The entries that follow include a run beginning at the line with "negative clicks: (475, 159) (457, 109)" and ending at the line with "176L95 419L117 50L179"; restate that run word for word and leave the rest out.

[Dataset records]
--
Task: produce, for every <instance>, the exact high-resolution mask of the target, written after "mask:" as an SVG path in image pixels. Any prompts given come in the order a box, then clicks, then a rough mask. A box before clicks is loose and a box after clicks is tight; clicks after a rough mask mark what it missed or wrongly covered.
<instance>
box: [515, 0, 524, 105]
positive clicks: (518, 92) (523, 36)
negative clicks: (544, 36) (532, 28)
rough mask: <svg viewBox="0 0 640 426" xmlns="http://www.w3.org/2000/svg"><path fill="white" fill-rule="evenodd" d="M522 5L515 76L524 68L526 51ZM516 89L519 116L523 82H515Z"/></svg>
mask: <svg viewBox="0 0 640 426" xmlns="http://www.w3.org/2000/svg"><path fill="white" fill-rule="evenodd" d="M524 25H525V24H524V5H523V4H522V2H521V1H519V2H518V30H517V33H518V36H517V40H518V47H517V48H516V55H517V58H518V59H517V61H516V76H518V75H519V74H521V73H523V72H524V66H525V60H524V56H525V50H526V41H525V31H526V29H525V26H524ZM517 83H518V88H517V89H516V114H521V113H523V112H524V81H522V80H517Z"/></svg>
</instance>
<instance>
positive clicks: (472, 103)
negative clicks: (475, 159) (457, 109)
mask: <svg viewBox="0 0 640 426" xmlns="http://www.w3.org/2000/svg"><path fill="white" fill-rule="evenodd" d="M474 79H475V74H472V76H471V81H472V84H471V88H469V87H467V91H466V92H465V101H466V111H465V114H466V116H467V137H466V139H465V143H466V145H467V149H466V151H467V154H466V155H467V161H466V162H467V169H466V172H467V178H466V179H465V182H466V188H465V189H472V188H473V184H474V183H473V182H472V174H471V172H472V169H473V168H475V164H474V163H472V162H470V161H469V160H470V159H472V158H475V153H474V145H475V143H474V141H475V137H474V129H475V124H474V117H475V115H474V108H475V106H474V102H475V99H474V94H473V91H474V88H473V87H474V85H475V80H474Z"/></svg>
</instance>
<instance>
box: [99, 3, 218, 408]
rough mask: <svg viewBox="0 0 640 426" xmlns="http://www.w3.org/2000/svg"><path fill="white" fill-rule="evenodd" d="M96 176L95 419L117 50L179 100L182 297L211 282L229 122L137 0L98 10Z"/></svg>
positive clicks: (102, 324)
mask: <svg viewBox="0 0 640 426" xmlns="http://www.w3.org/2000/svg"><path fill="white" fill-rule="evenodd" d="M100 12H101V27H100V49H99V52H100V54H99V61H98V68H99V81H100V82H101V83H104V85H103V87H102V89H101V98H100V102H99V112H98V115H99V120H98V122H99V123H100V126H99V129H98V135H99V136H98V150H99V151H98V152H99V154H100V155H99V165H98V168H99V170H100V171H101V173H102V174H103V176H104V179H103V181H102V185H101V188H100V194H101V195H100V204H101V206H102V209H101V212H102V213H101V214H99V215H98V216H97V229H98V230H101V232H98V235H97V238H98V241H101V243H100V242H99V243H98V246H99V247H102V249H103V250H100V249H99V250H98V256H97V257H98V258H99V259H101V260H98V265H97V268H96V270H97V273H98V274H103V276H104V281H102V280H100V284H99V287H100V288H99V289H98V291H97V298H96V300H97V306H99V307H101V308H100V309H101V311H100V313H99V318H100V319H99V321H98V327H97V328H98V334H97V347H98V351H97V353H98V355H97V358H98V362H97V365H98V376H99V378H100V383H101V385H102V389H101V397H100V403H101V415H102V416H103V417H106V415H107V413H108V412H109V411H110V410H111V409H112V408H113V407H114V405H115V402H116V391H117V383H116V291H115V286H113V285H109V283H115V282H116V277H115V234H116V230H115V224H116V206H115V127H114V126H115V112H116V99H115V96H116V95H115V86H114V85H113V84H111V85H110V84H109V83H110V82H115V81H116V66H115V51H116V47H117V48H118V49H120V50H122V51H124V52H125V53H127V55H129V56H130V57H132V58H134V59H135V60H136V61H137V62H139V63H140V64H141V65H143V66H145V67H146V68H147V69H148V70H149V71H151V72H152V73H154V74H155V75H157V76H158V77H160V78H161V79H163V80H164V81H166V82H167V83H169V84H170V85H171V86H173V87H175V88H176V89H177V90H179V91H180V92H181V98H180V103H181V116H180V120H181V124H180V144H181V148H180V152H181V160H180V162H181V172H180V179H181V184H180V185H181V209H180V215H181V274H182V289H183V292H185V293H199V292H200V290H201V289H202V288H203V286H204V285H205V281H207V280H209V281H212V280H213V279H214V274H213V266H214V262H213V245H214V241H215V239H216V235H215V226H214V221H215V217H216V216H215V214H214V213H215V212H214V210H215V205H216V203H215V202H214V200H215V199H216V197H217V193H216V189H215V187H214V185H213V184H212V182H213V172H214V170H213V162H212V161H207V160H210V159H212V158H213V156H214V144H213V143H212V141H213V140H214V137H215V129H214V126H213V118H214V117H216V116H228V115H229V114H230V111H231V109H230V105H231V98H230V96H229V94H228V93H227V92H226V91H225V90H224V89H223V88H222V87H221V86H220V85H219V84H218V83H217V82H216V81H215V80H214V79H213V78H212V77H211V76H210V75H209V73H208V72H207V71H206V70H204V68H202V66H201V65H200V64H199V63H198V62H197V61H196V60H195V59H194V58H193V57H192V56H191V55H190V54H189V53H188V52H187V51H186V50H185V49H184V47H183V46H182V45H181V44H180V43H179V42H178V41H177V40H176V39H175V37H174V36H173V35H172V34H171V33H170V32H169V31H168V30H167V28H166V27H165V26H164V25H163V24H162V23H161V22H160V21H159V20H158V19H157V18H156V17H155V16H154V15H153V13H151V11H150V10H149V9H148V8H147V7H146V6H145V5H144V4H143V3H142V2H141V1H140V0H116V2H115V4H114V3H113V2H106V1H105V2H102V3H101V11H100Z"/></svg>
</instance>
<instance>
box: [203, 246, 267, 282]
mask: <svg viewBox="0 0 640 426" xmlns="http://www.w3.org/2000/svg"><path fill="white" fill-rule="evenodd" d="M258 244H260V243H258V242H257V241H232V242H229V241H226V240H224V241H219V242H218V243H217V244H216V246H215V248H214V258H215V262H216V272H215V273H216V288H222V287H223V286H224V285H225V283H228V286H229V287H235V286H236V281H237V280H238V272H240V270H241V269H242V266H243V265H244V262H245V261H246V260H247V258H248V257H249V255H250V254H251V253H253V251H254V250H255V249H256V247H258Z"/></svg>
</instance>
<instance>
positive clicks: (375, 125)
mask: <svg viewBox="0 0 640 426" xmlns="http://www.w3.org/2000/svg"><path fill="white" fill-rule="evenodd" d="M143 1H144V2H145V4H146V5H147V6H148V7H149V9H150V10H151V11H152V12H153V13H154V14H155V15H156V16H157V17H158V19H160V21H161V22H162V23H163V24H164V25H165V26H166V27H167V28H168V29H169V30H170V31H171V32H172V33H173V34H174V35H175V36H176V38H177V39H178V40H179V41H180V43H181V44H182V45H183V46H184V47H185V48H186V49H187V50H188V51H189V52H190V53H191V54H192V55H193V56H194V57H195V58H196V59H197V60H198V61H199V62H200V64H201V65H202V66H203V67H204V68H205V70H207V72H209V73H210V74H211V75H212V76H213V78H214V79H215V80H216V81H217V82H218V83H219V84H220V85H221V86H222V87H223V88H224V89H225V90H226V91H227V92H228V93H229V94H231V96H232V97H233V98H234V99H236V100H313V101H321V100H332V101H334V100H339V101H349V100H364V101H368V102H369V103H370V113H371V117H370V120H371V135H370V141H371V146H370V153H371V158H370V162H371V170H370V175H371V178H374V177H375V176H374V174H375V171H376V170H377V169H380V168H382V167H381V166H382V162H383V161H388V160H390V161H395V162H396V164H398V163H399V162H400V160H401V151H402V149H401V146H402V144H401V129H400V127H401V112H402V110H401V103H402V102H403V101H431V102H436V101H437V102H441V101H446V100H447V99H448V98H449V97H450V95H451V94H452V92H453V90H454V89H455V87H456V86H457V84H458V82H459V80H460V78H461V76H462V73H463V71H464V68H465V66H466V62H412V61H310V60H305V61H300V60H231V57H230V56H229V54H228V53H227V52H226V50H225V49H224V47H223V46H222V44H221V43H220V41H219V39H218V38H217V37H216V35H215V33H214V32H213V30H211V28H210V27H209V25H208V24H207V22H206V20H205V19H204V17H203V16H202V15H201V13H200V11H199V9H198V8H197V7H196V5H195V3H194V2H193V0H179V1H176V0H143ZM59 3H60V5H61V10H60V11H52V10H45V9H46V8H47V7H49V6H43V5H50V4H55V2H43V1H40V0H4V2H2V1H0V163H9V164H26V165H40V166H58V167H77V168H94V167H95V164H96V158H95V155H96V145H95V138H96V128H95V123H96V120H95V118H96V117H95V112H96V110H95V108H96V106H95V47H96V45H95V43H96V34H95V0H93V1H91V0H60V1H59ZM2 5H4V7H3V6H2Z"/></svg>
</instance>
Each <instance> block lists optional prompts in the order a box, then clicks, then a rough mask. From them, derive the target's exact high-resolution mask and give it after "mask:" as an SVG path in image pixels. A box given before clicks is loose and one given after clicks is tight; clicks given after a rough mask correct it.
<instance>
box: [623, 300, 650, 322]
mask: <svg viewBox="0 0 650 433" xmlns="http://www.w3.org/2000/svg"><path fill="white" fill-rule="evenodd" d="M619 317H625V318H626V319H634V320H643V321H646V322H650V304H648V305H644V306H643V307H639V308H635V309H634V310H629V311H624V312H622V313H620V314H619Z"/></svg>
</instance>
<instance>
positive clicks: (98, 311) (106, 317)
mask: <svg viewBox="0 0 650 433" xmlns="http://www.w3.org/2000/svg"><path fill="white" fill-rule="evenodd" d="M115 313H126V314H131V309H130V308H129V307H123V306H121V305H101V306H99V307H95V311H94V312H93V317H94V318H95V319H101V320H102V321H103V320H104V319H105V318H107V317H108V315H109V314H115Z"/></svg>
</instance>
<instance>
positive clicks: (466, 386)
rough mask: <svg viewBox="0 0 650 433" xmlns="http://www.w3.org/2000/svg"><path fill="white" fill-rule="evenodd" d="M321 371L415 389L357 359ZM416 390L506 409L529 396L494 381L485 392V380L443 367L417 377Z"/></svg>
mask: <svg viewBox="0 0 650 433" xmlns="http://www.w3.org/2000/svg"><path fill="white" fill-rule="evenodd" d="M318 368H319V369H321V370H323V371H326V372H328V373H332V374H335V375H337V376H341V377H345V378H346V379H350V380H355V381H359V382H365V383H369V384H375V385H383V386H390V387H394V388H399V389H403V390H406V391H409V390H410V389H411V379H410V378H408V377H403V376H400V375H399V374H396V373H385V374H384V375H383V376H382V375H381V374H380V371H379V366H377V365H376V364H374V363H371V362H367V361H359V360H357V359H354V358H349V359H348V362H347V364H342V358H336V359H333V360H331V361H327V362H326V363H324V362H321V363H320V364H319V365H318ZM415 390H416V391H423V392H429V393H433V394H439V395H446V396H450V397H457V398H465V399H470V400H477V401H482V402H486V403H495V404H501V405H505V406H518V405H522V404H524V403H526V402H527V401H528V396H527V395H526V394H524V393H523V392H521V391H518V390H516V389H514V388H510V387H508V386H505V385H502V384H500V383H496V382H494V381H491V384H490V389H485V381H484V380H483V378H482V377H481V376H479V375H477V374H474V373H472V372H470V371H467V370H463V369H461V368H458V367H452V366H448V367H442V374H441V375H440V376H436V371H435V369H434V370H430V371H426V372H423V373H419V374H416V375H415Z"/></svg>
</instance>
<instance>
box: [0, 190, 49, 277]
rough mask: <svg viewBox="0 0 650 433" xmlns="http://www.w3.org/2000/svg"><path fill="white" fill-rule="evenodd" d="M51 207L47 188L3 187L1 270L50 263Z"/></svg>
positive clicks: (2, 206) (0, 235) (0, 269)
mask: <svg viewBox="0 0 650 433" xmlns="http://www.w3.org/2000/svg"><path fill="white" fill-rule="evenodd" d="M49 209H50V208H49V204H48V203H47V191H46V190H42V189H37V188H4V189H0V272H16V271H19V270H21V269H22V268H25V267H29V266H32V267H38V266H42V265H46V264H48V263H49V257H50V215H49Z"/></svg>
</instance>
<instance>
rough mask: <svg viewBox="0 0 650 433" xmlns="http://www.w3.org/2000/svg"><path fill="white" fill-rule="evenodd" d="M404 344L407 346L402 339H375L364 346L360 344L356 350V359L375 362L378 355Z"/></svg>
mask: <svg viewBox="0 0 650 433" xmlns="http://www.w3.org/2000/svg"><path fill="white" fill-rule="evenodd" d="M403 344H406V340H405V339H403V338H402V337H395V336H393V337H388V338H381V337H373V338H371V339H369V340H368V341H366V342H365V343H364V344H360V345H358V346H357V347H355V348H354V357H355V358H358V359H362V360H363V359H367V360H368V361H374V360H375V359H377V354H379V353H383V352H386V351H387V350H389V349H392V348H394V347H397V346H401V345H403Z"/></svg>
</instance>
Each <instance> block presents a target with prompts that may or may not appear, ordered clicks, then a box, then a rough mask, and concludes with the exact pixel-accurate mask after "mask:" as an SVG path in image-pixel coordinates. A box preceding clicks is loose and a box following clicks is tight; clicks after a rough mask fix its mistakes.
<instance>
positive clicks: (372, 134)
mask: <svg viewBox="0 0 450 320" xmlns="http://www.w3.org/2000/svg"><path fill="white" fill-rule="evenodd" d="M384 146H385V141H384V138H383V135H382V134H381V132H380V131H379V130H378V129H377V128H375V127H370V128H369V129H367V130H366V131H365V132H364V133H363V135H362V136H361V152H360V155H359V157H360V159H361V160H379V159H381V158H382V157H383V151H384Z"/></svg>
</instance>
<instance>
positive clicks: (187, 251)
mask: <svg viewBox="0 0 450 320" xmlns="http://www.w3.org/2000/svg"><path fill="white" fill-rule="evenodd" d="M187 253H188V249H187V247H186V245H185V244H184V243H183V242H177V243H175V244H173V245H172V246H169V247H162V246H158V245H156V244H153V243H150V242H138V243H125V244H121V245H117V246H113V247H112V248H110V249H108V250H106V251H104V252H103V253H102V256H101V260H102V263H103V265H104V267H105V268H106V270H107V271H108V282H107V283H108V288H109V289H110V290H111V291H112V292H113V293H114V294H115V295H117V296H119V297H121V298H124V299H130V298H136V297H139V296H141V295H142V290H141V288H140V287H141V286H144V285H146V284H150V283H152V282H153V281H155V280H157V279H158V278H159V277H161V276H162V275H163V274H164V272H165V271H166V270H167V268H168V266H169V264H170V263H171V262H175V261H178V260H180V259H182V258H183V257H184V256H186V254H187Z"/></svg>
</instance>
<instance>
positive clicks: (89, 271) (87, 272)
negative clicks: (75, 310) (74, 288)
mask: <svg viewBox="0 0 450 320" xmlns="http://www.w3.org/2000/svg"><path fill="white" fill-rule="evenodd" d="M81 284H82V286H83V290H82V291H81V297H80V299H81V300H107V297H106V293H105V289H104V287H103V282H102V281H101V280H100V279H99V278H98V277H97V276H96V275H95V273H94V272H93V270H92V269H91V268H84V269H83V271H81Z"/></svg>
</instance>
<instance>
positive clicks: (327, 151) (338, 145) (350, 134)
--
[Response to the exercise]
negative clicks: (475, 159) (457, 109)
mask: <svg viewBox="0 0 640 426" xmlns="http://www.w3.org/2000/svg"><path fill="white" fill-rule="evenodd" d="M474 79H475V74H472V76H471V81H472V84H471V88H469V87H467V91H466V92H465V101H466V111H465V114H466V116H467V137H466V139H465V143H466V145H467V149H466V151H467V154H466V155H467V161H466V162H467V169H466V172H467V178H466V179H465V182H466V188H465V189H472V188H473V184H474V183H473V182H472V174H471V172H472V169H473V168H475V164H474V163H472V162H470V161H469V160H470V159H472V158H475V153H474V145H475V143H474V141H475V137H474V129H475V124H474V117H475V115H474V108H475V106H474V102H475V99H474V94H473V91H474V88H473V87H474V85H475V80H474Z"/></svg>
</instance>
<instance>
box: [99, 3, 218, 408]
rough mask: <svg viewBox="0 0 640 426" xmlns="http://www.w3.org/2000/svg"><path fill="white" fill-rule="evenodd" d="M96 176L95 419L117 50L179 100L182 297L211 282L229 122L137 0L98 10Z"/></svg>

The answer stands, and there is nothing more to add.